Return the passage from the rugby player biography starting at "Nafi Tuitavake (born" and ending at "just one point.", copying it word for word.

#### EXCERPT:
◆ ◆ ◆ ◆ ◆ ◆ ◆

Nafi Tuitavake (born 21 January 1989) is a New Zealand Rugby union player who plays for the Vodacom Blue Bulls in the Super rugby competition. He is the younger brother of former All Black winger Anthony Tuitavake.

He was named in the Crusaders five-man wider training group for 2014.

On 21 September 2016, Nafi sign professional contract with English club Northampton Saints in the Aviva Premiership from the 2016–17 season.

Tuitavake made some good appearances in Saints' second side the Northampton Wanderers, before being drafted into the first team as the wider squad suffered with injuries. The Tonga centre thrived and secured a place in the first team quickly and most recently helped his side secure European Champions Cup rugby for the 2017/18 season as the side beat Stade Francais by just one point.

◆ ◆ ◆ ◆ ◆ ◆ ◆

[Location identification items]
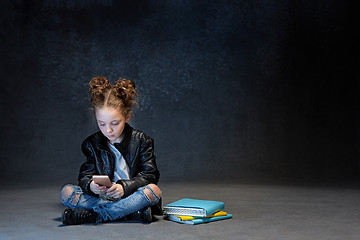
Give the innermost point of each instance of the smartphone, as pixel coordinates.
(102, 180)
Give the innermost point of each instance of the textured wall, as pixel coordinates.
(228, 89)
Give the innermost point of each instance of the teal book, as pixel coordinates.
(193, 207)
(199, 220)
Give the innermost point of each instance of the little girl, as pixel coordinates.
(124, 154)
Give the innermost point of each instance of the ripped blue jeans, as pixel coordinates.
(107, 209)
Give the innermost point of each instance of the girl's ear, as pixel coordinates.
(127, 119)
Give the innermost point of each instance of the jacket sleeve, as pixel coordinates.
(147, 171)
(87, 169)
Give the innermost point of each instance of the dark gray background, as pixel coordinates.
(247, 90)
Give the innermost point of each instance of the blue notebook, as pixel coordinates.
(193, 207)
(200, 220)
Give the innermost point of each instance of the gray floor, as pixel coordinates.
(260, 212)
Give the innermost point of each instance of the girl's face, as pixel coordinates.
(111, 123)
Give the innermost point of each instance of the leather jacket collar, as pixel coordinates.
(102, 141)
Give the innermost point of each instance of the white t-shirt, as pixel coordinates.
(121, 170)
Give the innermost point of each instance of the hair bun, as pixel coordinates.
(98, 85)
(125, 89)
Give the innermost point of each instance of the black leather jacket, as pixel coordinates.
(138, 151)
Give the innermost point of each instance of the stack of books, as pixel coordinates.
(195, 211)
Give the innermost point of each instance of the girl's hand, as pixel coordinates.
(116, 191)
(97, 189)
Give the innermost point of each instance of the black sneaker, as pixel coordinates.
(143, 215)
(78, 216)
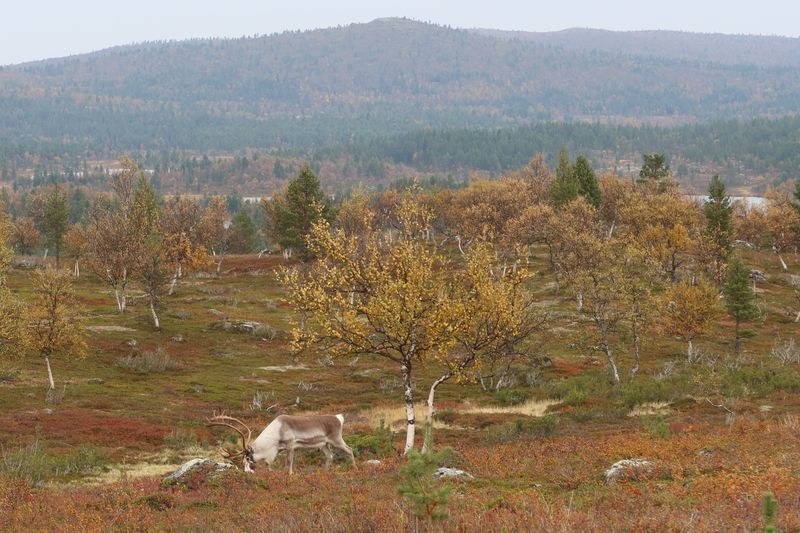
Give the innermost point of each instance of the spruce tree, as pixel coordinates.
(293, 214)
(56, 220)
(565, 187)
(243, 233)
(739, 297)
(796, 202)
(654, 168)
(719, 224)
(587, 181)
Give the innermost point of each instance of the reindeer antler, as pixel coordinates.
(225, 421)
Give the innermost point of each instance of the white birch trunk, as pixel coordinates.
(173, 282)
(156, 322)
(409, 400)
(49, 373)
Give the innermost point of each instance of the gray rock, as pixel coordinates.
(627, 468)
(195, 464)
(452, 472)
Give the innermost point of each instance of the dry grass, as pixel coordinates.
(651, 408)
(536, 408)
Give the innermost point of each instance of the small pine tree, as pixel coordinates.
(587, 181)
(564, 187)
(739, 297)
(243, 233)
(56, 220)
(293, 214)
(654, 168)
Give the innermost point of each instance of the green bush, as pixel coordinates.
(427, 496)
(658, 427)
(642, 390)
(376, 444)
(757, 382)
(33, 464)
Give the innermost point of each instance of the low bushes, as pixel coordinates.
(34, 465)
(523, 427)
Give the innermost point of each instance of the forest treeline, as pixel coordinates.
(363, 85)
(738, 151)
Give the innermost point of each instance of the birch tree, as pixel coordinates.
(55, 327)
(366, 295)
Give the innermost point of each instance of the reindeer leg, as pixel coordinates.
(342, 445)
(328, 456)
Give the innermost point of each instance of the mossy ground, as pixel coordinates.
(714, 466)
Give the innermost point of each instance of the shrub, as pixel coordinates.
(376, 444)
(575, 397)
(757, 382)
(7, 375)
(180, 439)
(428, 499)
(658, 427)
(33, 464)
(785, 352)
(644, 390)
(510, 396)
(149, 362)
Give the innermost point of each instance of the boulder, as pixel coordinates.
(194, 465)
(628, 469)
(452, 473)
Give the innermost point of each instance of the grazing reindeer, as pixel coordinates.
(287, 433)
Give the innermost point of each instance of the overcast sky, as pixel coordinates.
(38, 29)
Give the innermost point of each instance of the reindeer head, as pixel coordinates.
(246, 453)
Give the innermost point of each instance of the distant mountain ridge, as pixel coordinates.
(724, 49)
(313, 88)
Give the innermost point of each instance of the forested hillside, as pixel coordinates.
(385, 77)
(772, 51)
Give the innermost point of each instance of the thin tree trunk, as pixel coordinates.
(431, 395)
(783, 263)
(156, 322)
(173, 282)
(119, 300)
(49, 373)
(409, 400)
(635, 334)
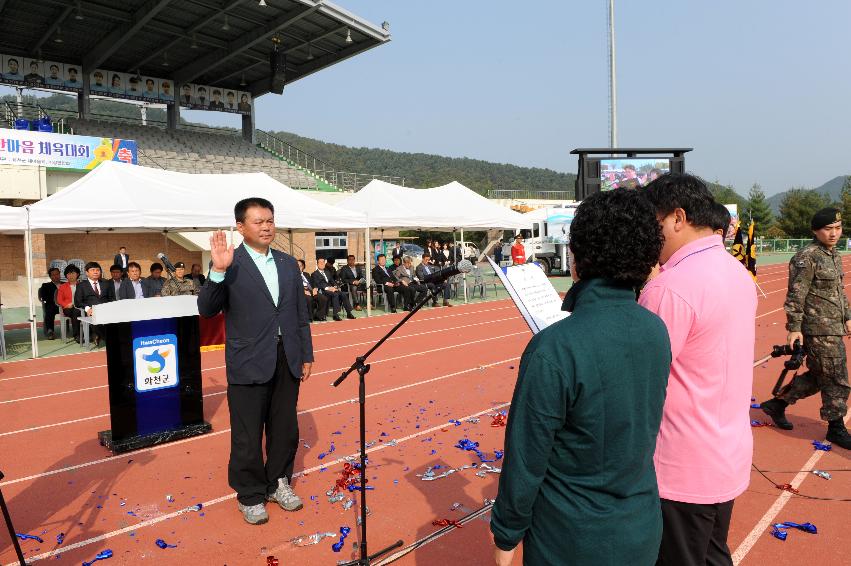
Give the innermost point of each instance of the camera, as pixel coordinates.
(796, 353)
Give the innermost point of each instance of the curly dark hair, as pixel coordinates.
(681, 190)
(615, 235)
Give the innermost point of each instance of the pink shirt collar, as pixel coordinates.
(697, 246)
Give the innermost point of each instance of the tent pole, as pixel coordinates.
(367, 252)
(464, 277)
(33, 326)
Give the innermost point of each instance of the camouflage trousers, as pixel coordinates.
(828, 374)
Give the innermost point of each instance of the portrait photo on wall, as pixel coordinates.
(98, 82)
(202, 97)
(11, 69)
(73, 78)
(35, 72)
(54, 73)
(166, 90)
(150, 88)
(117, 84)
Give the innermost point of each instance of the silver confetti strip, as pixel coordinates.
(309, 540)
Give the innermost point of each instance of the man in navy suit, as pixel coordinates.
(93, 291)
(268, 353)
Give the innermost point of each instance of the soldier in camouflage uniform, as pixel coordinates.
(817, 314)
(177, 285)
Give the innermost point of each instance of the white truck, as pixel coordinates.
(546, 240)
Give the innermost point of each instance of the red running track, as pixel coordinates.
(445, 364)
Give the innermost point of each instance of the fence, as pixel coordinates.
(764, 245)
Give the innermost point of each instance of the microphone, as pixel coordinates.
(441, 275)
(168, 265)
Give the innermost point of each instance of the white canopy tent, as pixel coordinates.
(117, 197)
(13, 220)
(129, 198)
(449, 207)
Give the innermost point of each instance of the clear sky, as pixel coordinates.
(759, 88)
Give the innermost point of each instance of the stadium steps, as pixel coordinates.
(190, 151)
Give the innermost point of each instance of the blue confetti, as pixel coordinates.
(163, 544)
(103, 555)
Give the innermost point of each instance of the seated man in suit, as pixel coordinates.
(353, 279)
(93, 291)
(406, 276)
(134, 287)
(47, 295)
(317, 304)
(122, 260)
(383, 276)
(115, 274)
(329, 288)
(424, 269)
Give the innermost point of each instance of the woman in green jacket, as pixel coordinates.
(578, 484)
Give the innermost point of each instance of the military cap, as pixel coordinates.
(824, 217)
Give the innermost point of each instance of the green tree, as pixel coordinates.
(797, 210)
(757, 209)
(845, 199)
(726, 194)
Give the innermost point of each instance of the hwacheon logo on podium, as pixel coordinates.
(155, 362)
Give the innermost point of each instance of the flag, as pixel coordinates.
(750, 252)
(738, 249)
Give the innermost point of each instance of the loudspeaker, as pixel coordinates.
(278, 68)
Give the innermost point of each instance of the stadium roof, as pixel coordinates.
(214, 42)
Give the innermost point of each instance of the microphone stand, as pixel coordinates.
(362, 368)
(11, 528)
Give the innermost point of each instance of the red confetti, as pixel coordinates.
(447, 523)
(347, 477)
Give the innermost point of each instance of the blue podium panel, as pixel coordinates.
(154, 369)
(156, 377)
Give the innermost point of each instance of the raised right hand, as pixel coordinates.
(794, 336)
(220, 252)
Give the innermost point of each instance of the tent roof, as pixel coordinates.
(13, 219)
(130, 198)
(448, 207)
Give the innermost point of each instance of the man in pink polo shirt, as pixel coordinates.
(708, 303)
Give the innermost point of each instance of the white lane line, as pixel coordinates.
(767, 519)
(318, 373)
(315, 336)
(456, 313)
(223, 431)
(216, 501)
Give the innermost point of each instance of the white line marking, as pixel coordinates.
(761, 526)
(216, 501)
(223, 431)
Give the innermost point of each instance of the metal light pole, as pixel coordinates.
(613, 96)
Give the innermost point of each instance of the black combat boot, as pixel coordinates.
(838, 434)
(776, 409)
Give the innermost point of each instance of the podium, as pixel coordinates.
(154, 367)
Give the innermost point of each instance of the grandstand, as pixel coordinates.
(193, 151)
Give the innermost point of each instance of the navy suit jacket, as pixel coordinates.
(252, 320)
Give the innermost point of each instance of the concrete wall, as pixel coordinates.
(101, 247)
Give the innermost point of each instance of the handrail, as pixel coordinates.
(345, 180)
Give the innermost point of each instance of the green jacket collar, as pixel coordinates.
(591, 291)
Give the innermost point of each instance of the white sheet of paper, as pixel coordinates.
(535, 297)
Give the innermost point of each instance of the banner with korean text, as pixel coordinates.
(63, 151)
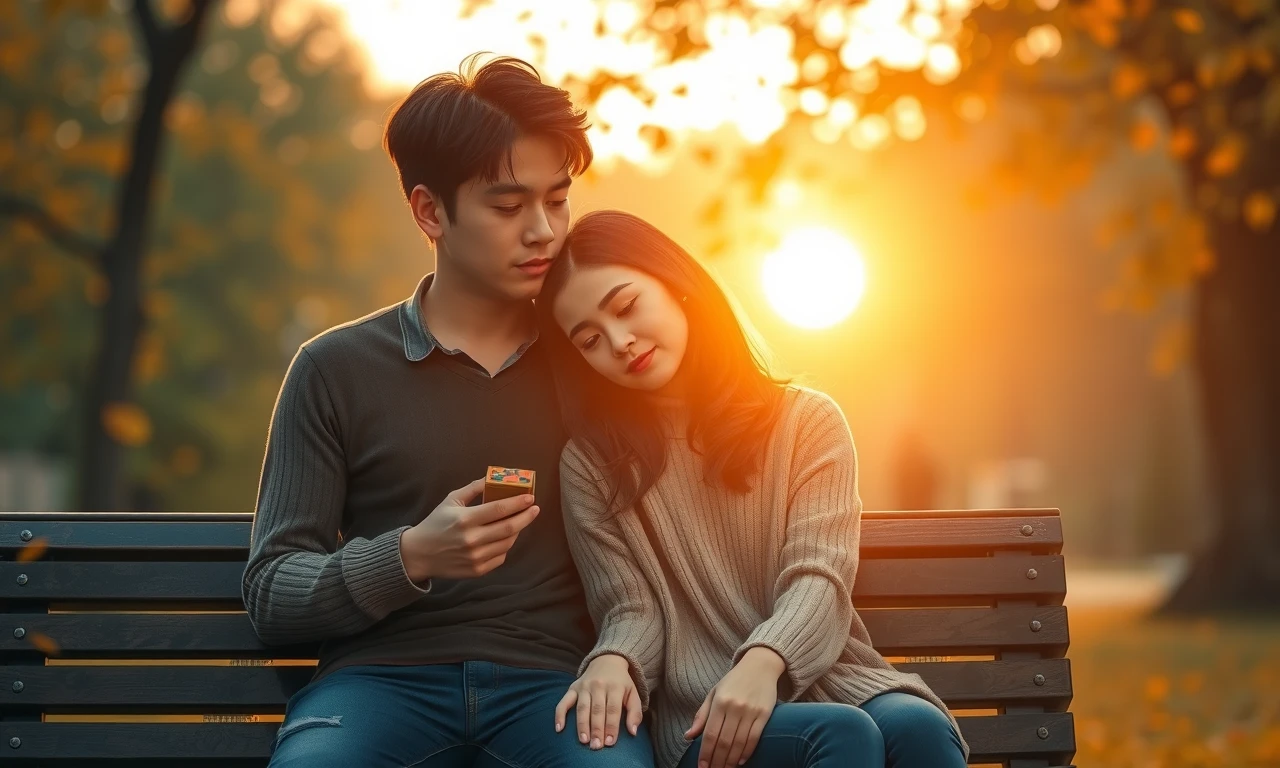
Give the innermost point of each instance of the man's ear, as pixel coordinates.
(428, 211)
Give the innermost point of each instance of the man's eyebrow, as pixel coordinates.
(604, 302)
(498, 190)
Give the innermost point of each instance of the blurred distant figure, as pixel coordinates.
(915, 474)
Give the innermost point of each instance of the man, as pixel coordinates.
(449, 629)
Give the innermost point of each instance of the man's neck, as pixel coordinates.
(458, 316)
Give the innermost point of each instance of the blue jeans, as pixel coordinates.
(892, 730)
(440, 716)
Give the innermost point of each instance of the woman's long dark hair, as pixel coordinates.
(732, 398)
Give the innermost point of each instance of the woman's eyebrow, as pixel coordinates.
(603, 304)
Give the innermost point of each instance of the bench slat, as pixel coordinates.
(915, 631)
(883, 534)
(880, 581)
(991, 739)
(206, 689)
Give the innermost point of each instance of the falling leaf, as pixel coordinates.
(1182, 142)
(1182, 94)
(127, 424)
(1128, 81)
(1157, 685)
(1225, 158)
(1188, 21)
(44, 644)
(1260, 210)
(1143, 135)
(33, 551)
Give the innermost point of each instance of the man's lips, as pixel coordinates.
(641, 362)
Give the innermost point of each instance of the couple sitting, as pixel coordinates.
(679, 590)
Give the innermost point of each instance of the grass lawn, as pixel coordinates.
(1162, 694)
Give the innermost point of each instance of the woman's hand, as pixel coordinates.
(603, 690)
(737, 708)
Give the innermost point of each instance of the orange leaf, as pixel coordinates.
(127, 424)
(1182, 142)
(1128, 81)
(1226, 156)
(1182, 94)
(1188, 21)
(33, 551)
(1260, 210)
(1143, 135)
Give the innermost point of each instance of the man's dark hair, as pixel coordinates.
(455, 127)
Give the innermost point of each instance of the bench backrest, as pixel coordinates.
(123, 635)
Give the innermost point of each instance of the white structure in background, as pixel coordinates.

◆ ◆ ◆ ◆ ◆ ◆ ◆

#### EXERCISE SOLUTION:
Nafi Tuitavake (born 21 January 1989) is a New Zealand Rugby union player who plays for the Vodacom Blue Bulls in the Super rugby competition. He is the younger brother of former All Black winger Anthony Tuitavake.

He was named in the Crusaders five-man wider training group for 2014.

On 21 September 2016, Nafi sign professional contract with English club Northampton Saints in the Aviva Premiership from the 2016–17 season.

Tuitavake made some good appearances in Saints' second side the Northampton Wanderers, before being drafted into the first team as the wider squad suffered with injuries. The Tonga centre thrived and secured a place in the first team quickly and most recently helped his side secure European Champions Cup rugby for the 2017/18 season as the side beat Stade Francais by just one point.